### Passage shown
-- Opening Marker --

Contextual Understanding of Microblading
There is a statement often used by microblading artists, making the following claim (in various phrasings): “Microblading is done in between the dermis and epidermis, into the basal membrane.” From the scientific perspective, this claim is utter nonsense and absolutely implausible, demonstrating the monumental ignorance of artists or trainers who phrase that. Let us delve into that in the following analyses based on the skin layer thicknesses.
Claims regarding microblading
Microblading is a technique often stated to target the basal membrane, situated between the dermis and epidermis. To scrutinize this claim, we must consider the anatomical structure of the skin, specifically focusing on the thickness of the epidermis, dermis, and basal membrane.
Dermis Thickness in the brow area
The dermis varies in thickness depending on the body region, age, gender, and individual factors like ethnicity and overall health. While specific measurements for the brow area might not be universally standardized, we can analyze the thickness of the dermis based on the scientific facts about the facial dermis in general.
Thus, although the dermis varies in thickness, especially in the brow area. At the brow's start, it can exceed 1 mm (1000 micrometers or 1 million nanometers). Considering factors like skin type, health, and ethnic background, the thickness may range between 1000-2000 micrometers (1-2mm). Progressing towards the tail of the brow, this thickness diminishes significantly.
However, it's important to note that such specific measurements for the brow area are less commonly detailed in dermatological literature. Most references to dermal thickness pertain to broader regions, like the face in general, rather than specific areas, such as the eyebrows. From the current perspective and the following analyses, we can proceed with the absolute “healthier and thicker” version of the dermis that still allows us to reach the same conclusions.
Epidermis Thickness in the brow area
In the eyebrow area, the epidermis shows less variation in thickness. Accounting for different skin properties, the epidermis in this region typically measures between 50-100 micrometers (0.05-0.1 mm).
It is safe to say that this range aligns with established dermatological knowledge. The epidermis is considerably thinner than the dermis and varies less in thickness across different body areas. The epidermis on the face, including the brow area, is typically thinner than other body parts like the palms or soles.

-- Closing Marker --

### Dataset section
-- Opening Marker --

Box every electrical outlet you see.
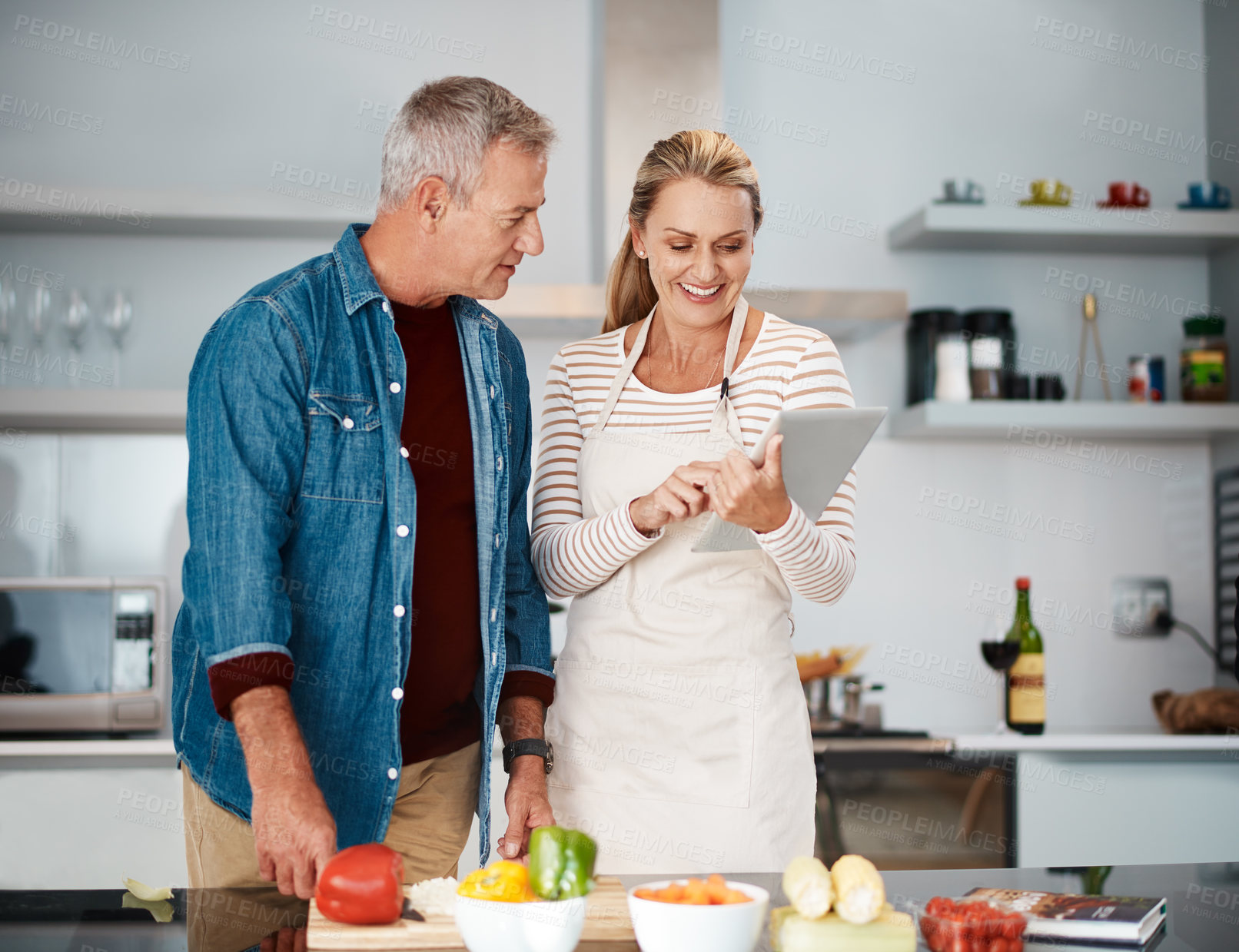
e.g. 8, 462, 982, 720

-- Closing Marker --

Carry on the article on microblading and skin-layer thickness, starting right after its last sentence about the thickness of facial epidermis.

Basal Membrane Thickness
The basal membrane (the basement membrane) is a thin, fibrous structure separating the epidermis from the dermis. It plays a crucial role in cellular processes like adhesion and signaling. As the layer between the dermis and epidermis, the basal membrane, is substantially thinner, measuring between 10-50 nanometers (0.01-0.05 micrometers). In millimeters, this translates to approximately 0.00001 to 0.00005 mm.
Size of colorant particles in pigmentation
The size range of pigment particles used in tattoo inks and similar substances typically spans 100-500 nanometers. This dimension is strategically chosen to balance the particles' ease of skin insertion while ensuring their retention within the dermis. It prevents easy removal by the body's immune system or other biological mechanisms. However, it's essential to recognize the role of van der Waals forces in the behavior of these particles.
Particularly in pigments like Carbon Black (CI 77266), van der Waals forces contribute to the formation of aggregates. These forces often require substantial energy to be overcome, akin to fracturing in geological processes. Consequently, the effective “particle” size in such cases is not just the individual pigment molecules but also these larger aggregates, which can reach around 1 micrometer in size. This aggregation can affect the pigment's behavior in the skin and its longevity post-application.
Conclusion regarding depth
Given the aggregate size of approximately 1 micrometer, alongside the typical pigment particle size of 100-500 nanometers, the concept of depositing pigment solely into the basal membrane is anatomically untenable. In microblading, incisions made by the blade - comprising multiple needles - penetrate through the epidermis, basal membrane, and into the upper layers of the dermis, specifically the papillary dermis. This penetration depth is essential to ensure that the pigment, whether as individual particles or aggregates, is implanted securely within the dermis.
The durability and visibility of the pigment, even after the natural renewal processes of the epidermis, further corroborate this anatomical necessity. The pigment must be located within the dermis to remain visible over time as the epidermis continually regenerates. This conclusion aligns with the pigments' physical properties and the human skin's biological characteristics. Hopefully, it provides a more comprehensive understanding of the microblading process and its lasting effects.